Dataset entries:
<<<<

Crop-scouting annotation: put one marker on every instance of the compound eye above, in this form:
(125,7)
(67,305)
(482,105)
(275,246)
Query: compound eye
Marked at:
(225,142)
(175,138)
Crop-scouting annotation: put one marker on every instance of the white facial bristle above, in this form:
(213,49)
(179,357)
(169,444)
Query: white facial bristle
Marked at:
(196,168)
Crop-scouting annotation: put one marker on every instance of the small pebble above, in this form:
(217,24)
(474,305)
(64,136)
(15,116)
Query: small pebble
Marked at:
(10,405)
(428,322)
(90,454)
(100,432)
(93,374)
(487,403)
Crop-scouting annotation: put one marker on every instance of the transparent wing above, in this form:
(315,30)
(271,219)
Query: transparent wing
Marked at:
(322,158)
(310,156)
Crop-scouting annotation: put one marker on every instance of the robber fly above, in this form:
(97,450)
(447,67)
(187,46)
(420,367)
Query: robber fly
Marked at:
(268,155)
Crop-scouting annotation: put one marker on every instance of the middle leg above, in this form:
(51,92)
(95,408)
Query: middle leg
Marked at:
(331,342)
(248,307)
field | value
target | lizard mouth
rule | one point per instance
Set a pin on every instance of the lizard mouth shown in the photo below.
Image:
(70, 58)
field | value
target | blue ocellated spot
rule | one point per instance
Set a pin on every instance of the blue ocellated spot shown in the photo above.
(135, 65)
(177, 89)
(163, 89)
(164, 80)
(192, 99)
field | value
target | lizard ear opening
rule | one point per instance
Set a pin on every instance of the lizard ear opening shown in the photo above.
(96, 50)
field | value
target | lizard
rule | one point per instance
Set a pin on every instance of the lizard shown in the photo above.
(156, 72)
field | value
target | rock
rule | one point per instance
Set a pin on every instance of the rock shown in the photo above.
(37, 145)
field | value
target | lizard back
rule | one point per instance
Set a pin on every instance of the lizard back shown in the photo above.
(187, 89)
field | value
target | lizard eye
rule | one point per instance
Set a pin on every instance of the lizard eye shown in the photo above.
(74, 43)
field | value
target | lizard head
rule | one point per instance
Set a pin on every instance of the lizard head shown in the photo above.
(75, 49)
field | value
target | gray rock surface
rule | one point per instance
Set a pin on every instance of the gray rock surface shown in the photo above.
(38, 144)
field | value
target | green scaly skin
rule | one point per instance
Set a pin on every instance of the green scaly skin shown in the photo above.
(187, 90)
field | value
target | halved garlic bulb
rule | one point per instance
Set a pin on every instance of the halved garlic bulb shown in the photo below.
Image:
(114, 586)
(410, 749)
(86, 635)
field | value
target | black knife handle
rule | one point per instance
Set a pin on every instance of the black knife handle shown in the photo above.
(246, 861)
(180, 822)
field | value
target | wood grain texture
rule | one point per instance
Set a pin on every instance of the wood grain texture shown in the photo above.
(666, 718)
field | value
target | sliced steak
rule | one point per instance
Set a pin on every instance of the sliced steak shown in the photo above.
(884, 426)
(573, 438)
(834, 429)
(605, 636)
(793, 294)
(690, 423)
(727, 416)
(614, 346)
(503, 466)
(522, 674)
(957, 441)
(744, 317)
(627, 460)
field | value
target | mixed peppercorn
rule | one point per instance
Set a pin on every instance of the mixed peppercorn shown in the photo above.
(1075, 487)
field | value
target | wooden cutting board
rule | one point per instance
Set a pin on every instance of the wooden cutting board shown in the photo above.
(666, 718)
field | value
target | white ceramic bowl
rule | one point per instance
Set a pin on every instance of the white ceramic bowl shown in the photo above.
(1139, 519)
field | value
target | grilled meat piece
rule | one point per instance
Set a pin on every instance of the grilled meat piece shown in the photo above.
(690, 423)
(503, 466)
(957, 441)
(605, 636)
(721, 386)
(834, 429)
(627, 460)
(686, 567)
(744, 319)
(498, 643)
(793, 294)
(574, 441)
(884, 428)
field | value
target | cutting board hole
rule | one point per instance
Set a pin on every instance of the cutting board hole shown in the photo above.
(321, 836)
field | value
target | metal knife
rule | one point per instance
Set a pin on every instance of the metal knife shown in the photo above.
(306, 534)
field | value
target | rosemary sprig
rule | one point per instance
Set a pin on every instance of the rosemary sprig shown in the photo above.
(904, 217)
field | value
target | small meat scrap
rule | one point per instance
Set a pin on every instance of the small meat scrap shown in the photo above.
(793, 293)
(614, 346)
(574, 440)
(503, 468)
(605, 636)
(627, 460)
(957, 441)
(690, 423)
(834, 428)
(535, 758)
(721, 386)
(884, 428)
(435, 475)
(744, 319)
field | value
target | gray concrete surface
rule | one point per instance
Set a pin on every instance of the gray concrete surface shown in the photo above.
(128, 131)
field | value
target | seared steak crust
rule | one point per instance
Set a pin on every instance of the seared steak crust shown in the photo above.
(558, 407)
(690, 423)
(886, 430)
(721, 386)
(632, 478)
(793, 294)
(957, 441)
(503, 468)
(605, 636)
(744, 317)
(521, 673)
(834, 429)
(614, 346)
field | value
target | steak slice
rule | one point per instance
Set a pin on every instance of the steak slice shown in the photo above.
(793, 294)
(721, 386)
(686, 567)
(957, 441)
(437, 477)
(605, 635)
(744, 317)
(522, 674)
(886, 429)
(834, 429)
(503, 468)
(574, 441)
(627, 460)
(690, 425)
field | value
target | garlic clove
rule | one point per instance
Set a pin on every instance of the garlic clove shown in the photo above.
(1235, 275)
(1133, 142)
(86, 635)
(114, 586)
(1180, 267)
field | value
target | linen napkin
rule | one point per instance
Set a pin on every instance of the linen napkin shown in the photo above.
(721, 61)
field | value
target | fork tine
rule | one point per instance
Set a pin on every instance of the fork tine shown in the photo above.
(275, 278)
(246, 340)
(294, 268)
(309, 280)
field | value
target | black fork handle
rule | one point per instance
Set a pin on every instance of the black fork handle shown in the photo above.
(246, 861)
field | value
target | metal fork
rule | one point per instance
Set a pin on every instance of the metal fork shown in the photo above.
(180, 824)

>>>>

Please give each line above again, word for word.

RESULT FOR THIS TASK.
Crop-scouting annotation: put one marker on every instance of the compound eye above, in this form:
(125,7)
(67,305)
(482,105)
(275,246)
Query: compound eye
Marked at:
(225,142)
(175,138)
Crop-scouting annotation: put one marker on every instance of the white facial bristle above, in this form:
(213,49)
(179,357)
(169,444)
Query: white facial bristle
Marked at:
(196,168)
Crop-scouting annotation: put one marker on every instance of the small pebble above, in this form:
(217,24)
(474,305)
(64,136)
(15,116)
Query: small pebble
Marked at:
(10,405)
(428,322)
(90,454)
(100,432)
(93,374)
(487,403)
Crop-scouting annotation: put one marker on every instance of the transparent wing above, in this form:
(315,30)
(271,219)
Query: transparent wing
Marked at:
(322,158)
(310,156)
Crop-scouting annotation: put one marker on every instance of the robber fly above, in this form:
(97,450)
(447,67)
(187,46)
(420,367)
Query: robber fly
Marked at:
(268,155)
Crop-scouting annotation: put one marker on every instance of the middle leg above, in this form:
(51,92)
(95,408)
Query: middle leg
Marked at:
(331,342)
(248,307)
field | value
target | lizard mouth
rule | one point per instance
Set a pin on every instance of the lizard mouth shown in the photo below.
Image:
(70, 58)
field | value
target | blue ocellated spot
rule | one point per instance
Set a pin on every instance of the blue ocellated spot shown in the photo above.
(135, 65)
(177, 89)
(163, 89)
(164, 80)
(192, 99)
field | value
target | lizard ear opening
rule | one point per instance
Set a pin on every instance of the lizard ear opening shown in the photo above.
(96, 50)
field | value
target | lizard
rule | one point per instance
Set a pin on every instance of the lizard shown in the photo above.
(156, 72)
field | value
target | rock
rule | one point per instance
Set a pin on every instance of the rock shown in the photo above.
(37, 145)
field | value
target | lizard back
rule | one point per instance
Set a pin on every instance of the lizard back shown in the photo above.
(187, 89)
field | value
target | lizard eye
rule | one point per instance
Set a pin on every instance of the lizard eye shown in the photo above.
(74, 43)
field | value
target | lizard head
rule | one point per instance
Set a pin on every instance of the lizard head shown in the photo above.
(75, 49)
field | value
target | gray rock surface
rule | one point per instance
Set a pin on every instance of the gray rock surface shown in the photo above.
(38, 144)
field | value
target | green scaly skin
rule | one point per instance
Set a pin on every instance of the green scaly skin shown in the photo above.
(187, 90)
field | value
target | halved garlic bulb
rule | one point per instance
Set a pin on every instance of the halved garlic bulb shown in the photo below.
Image:
(114, 586)
(410, 749)
(86, 635)
field | value
target | black knife handle
rule | one point per instance
Set a pin on every instance of the black knife handle shown in the photo above.
(246, 861)
(180, 822)
field | value
target | wood grain texture
rule | one point per instance
Set a pin on every instance of the wood grain texture shown in the photo above.
(666, 718)
field | value
target | sliced steak
rule | one point per instance
Set a pin on every instance of the sliced steak shown in the photo above.
(884, 426)
(573, 438)
(834, 429)
(605, 636)
(793, 294)
(690, 423)
(727, 416)
(614, 346)
(503, 466)
(522, 674)
(957, 441)
(744, 317)
(627, 460)
field | value
target | mixed peppercorn
rule | one point per instance
Set a pin on every instance of the mixed peppercorn shown in the photo above.
(1075, 487)
field | value
target | wooden cutting board
rule | one point per instance
Set a pin on every instance of the wooden cutting board shown in the photo above.
(666, 718)
field | value
target | white ceramic bowl
rule | one point per instance
Set a pin on every instance of the white ceramic bowl shown in the photo above.
(1139, 519)
field | value
target | grilled meat piece
rule | one point per instance
Set a pin on every instance of the grilled meat piece shown in the photo above.
(690, 423)
(503, 466)
(957, 441)
(605, 636)
(721, 386)
(834, 429)
(627, 460)
(686, 567)
(744, 319)
(498, 643)
(793, 294)
(574, 441)
(884, 428)
field | value
target | cutting board hole
rule | one point per instance
Set a pin on every instance of the cutting board hole shown in the photo above.
(321, 836)
field | value
target | metal knife
rule | one point per instance
Set a pin on every instance of the metal knife shown in the photo above.
(306, 534)
field | value
target | rosemary sprig
rule | one point per instance
Set a pin on every instance of the rosemary sprig shown in the photo above.
(904, 217)
field | value
target | small meat scrap
rule | one point per instance
Set a pin on every instance of the small meat scrap shown in the photo above.
(793, 293)
(614, 346)
(574, 440)
(503, 468)
(605, 636)
(627, 460)
(957, 441)
(690, 423)
(834, 428)
(535, 758)
(721, 386)
(884, 428)
(435, 475)
(744, 319)
field | value
target | gray concrete surface
rule | one point per instance
Set a pin on every instance of the gray concrete surface shown in the photo above.
(128, 131)
field | value
target | seared steak crust
rule | one point per instance
Set a pin on every instance of the seared steak crust shown in the photo above.
(558, 407)
(690, 423)
(886, 430)
(721, 386)
(632, 478)
(793, 294)
(957, 441)
(503, 468)
(605, 636)
(744, 317)
(521, 673)
(834, 429)
(614, 346)
field | value
target | steak slice
rule | one point per instance
Set a pin on every instance of the steak slice shown in the photo above.
(793, 294)
(721, 386)
(686, 567)
(957, 441)
(437, 477)
(605, 635)
(744, 317)
(522, 674)
(886, 429)
(834, 429)
(503, 468)
(574, 441)
(627, 460)
(690, 425)
field | value
target | garlic clove
rule | one point per instance
Set a pin on every instance of the garlic clove shown in the photo above.
(1235, 275)
(1133, 142)
(86, 635)
(114, 586)
(1180, 267)
field | value
target | linen napkin
rule | one point per instance
Set a pin on every instance of the linen napkin shown in the photo above.
(721, 61)
field | value
target | fork tine
rule | one point per instance
Set a pin on every instance of the fork tine shown in the photo above.
(275, 278)
(246, 340)
(294, 268)
(309, 280)
field | value
target | black fork handle
rule | one point per instance
Set a pin on every instance of the black fork handle shown in the photo above.
(246, 861)
field | value
target | metal fork
rule | one point per instance
Set a pin on every instance of the metal fork shown in the photo above.
(180, 824)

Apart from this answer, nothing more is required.